> [TASK OBJECTIVE] In the data below, the answer is the run of lines from the line containing "Target: fresh cilantro garnish" through the line containing "Target: team patch on sleeve", both included; print it exactly and nothing else.

> [EXERCISE INPUTS]
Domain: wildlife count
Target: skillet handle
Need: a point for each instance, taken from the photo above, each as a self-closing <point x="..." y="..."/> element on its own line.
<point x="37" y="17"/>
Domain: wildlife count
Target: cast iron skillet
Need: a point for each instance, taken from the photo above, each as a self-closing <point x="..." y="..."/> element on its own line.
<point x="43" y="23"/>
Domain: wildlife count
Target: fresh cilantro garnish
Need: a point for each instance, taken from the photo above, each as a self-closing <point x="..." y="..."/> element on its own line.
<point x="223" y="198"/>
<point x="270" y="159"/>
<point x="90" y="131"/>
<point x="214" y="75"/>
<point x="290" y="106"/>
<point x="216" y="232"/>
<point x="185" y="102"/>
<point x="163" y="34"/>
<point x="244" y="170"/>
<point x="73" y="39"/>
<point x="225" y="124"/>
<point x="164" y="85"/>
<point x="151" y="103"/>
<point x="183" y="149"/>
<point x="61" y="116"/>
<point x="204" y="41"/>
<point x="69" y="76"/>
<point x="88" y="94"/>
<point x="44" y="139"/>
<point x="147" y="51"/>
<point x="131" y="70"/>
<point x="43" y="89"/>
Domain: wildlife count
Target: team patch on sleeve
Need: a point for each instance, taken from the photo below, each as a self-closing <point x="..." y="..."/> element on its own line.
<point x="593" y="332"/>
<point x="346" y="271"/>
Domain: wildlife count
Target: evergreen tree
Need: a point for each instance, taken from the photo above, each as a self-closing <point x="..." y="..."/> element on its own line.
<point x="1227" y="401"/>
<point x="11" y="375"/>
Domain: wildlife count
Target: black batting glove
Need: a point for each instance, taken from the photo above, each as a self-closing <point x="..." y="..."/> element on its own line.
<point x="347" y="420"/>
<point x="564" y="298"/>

> [ANSWER SECTION]
Target: fresh cilantro garnish
Need: a point for each instance, taken from the photo above, each as a self-closing <point x="..." y="..."/> element on its own line.
<point x="223" y="198"/>
<point x="270" y="159"/>
<point x="90" y="131"/>
<point x="214" y="75"/>
<point x="290" y="106"/>
<point x="216" y="232"/>
<point x="185" y="102"/>
<point x="163" y="34"/>
<point x="244" y="170"/>
<point x="73" y="39"/>
<point x="225" y="124"/>
<point x="164" y="85"/>
<point x="151" y="103"/>
<point x="183" y="149"/>
<point x="61" y="116"/>
<point x="204" y="41"/>
<point x="69" y="76"/>
<point x="88" y="94"/>
<point x="44" y="139"/>
<point x="147" y="51"/>
<point x="131" y="70"/>
<point x="43" y="89"/>
Domain: wildlife count
Target: team patch on sleeve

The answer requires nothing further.